Set exercise>
Identify the line in which "[point] every instance of the motion-blurred" appears, then reproduce that line and all remaining lines of the records word for word.

Point labeling examples
## Begin

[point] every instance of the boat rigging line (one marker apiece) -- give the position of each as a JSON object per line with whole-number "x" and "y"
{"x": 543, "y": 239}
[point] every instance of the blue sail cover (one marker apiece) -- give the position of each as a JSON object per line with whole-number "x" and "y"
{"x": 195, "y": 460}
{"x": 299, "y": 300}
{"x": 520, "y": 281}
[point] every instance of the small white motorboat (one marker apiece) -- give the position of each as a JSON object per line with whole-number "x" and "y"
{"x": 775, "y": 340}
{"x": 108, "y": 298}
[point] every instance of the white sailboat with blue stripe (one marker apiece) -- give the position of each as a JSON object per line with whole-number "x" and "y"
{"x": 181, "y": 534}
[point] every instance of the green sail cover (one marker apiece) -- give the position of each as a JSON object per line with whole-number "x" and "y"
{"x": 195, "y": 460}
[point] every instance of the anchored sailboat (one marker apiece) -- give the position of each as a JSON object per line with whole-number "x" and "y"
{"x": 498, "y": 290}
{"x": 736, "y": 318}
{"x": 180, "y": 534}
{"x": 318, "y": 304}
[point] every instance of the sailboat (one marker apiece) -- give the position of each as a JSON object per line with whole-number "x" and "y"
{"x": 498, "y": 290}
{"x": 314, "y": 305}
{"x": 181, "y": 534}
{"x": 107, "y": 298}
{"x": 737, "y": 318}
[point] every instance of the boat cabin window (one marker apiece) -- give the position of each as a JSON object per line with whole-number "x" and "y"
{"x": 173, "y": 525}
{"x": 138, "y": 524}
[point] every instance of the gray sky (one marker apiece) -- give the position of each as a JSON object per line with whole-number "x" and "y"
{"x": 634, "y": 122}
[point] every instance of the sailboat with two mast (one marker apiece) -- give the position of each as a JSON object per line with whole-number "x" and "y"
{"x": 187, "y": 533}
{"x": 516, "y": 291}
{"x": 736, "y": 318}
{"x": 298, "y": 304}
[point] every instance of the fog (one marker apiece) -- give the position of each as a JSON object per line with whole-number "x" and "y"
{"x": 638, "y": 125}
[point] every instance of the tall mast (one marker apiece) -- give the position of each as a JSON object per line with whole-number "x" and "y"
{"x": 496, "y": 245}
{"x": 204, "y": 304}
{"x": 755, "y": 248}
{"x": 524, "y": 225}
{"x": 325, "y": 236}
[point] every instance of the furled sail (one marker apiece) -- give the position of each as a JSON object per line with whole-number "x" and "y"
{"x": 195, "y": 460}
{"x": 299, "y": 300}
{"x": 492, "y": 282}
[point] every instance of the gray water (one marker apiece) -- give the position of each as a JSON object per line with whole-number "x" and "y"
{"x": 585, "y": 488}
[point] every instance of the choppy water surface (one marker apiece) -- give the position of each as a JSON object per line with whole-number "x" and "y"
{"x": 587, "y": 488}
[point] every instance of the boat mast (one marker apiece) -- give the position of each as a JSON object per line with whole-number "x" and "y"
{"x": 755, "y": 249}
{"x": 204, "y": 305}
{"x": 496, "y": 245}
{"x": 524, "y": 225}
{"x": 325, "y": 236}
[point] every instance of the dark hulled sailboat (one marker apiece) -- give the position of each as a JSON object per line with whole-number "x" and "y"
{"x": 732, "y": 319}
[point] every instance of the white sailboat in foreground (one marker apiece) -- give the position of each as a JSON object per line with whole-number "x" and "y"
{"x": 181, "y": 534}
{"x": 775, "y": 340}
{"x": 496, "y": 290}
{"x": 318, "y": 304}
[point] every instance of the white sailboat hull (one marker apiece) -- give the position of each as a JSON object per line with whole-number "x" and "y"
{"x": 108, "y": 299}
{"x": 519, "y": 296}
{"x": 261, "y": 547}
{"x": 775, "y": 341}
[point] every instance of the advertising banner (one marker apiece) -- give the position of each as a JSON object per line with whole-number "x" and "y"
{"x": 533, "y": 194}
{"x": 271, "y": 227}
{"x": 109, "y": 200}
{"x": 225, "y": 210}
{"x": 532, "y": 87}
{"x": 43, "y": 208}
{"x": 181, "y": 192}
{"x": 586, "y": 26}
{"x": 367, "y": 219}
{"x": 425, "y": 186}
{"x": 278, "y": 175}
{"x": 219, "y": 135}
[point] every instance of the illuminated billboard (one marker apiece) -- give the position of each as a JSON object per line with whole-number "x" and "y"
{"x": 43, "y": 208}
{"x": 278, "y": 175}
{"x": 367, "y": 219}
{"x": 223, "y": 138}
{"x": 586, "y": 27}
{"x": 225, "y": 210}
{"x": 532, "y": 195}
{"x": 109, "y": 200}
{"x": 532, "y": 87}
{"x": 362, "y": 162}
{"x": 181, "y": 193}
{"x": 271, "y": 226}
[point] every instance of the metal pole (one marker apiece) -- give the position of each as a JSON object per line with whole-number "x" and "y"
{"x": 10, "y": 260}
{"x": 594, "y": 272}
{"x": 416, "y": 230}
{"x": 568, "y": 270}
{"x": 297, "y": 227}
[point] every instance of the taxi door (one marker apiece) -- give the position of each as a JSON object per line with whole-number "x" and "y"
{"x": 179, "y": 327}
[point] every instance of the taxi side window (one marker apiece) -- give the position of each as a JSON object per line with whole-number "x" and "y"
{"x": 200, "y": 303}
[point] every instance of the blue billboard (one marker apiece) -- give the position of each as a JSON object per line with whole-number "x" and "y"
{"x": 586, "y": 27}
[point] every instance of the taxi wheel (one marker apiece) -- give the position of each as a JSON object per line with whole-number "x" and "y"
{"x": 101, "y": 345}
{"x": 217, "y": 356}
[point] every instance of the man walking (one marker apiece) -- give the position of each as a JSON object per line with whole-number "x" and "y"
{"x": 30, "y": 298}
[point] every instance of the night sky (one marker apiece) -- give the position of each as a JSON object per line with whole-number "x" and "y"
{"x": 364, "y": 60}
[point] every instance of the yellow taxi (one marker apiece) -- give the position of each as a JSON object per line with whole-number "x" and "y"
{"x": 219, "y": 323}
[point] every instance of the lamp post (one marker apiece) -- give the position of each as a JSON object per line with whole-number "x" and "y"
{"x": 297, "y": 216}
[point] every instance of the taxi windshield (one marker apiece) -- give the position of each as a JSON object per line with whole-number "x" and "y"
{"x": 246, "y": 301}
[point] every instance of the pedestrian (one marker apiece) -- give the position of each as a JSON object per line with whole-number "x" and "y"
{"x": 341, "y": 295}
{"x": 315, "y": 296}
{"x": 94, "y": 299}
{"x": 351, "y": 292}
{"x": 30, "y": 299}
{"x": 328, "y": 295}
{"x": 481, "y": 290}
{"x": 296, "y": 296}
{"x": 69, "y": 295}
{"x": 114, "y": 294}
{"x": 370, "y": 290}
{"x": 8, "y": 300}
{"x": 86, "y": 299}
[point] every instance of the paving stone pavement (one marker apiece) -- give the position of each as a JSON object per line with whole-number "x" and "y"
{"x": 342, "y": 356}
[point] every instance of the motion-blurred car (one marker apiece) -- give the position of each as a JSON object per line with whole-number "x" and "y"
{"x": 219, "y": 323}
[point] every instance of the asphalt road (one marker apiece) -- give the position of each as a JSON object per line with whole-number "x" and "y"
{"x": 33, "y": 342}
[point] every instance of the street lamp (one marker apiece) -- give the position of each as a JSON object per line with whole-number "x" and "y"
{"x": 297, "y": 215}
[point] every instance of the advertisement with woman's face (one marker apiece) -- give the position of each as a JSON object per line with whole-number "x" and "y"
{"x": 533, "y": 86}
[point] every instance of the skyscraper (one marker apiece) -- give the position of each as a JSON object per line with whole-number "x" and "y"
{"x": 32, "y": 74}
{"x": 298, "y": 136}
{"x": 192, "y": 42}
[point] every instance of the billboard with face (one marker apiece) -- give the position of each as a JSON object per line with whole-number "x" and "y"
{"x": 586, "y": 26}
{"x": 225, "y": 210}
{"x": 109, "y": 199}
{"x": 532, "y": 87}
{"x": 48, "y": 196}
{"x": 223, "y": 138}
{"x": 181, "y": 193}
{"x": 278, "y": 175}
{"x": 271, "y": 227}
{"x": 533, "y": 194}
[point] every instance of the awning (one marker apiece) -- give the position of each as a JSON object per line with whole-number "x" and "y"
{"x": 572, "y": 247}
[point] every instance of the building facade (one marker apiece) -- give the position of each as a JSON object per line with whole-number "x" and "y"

## End

Expected output>
[point] every instance of the motion-blurred car (one marker apiece) -- give the position of each as a JSON object per line with whole-number "x" and "y"
{"x": 219, "y": 323}
[point] every instance of the asphalt road (one marker apiece) -- give the position of each as a JSON object per line with whole-number "x" and "y"
{"x": 33, "y": 342}
[point] every instance of the street lamp (one marker apiece) -- give the position of each as a JSON object per line with whole-number "x" and "y"
{"x": 297, "y": 215}
[point] every instance of the advertisement with woman's face (one marker apiece) -- give the position of each as a JSON object per line with whole-number "x" and "y"
{"x": 533, "y": 86}
[point] every instance of the skyscraper (one marker apiece) -- give the position of each as a JSON object per line with whole-number "x" and "y"
{"x": 32, "y": 74}
{"x": 298, "y": 136}
{"x": 192, "y": 42}
[point] every instance of the billboard with face (one marker apiece) -- give the position of each as a JSON object per line with whole-number "x" and "y"
{"x": 586, "y": 26}
{"x": 225, "y": 210}
{"x": 109, "y": 199}
{"x": 532, "y": 87}
{"x": 48, "y": 196}
{"x": 223, "y": 138}
{"x": 181, "y": 193}
{"x": 278, "y": 175}
{"x": 271, "y": 227}
{"x": 533, "y": 194}
[point] every instance of the awning (one marker apiece) -- give the position of each as a JSON object per line with whole-number "x" and "y"
{"x": 572, "y": 247}
[point] every instance of the building facade (one marker apiece) -- give the position of each as a JSON object per line with whole-number "x" and "y"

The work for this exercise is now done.